WORK TO COMPLETE -> Could you filter the data below down to the lines that hold the word "shoulder"?

#### GIVEN INFORMATION

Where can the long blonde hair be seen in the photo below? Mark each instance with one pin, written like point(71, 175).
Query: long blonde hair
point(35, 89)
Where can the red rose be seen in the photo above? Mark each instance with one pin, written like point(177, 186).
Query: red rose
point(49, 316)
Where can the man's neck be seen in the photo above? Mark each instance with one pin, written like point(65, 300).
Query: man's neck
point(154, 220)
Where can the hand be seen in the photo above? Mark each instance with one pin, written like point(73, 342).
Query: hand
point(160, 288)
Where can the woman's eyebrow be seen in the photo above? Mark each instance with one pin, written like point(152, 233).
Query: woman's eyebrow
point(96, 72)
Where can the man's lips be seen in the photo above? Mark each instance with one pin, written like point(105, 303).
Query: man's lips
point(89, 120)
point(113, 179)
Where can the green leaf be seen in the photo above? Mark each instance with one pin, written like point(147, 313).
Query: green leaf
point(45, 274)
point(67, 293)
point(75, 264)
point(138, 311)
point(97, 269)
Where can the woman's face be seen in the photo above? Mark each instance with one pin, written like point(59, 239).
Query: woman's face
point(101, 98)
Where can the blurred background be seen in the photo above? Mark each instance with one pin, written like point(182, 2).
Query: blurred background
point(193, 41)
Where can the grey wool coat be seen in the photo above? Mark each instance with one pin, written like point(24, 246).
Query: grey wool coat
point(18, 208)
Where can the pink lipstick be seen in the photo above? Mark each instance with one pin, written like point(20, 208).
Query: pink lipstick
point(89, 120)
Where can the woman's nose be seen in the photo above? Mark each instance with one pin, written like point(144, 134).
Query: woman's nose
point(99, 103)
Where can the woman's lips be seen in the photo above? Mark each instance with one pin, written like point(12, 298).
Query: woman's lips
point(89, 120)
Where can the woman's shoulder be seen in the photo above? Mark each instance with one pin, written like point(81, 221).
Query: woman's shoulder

########

REPLY TO THE EXERCISE ->
Where can the woman's shoulder be seen in the photo above? Mark each instance with one pin, written like point(81, 221).
Query: woman's shoulder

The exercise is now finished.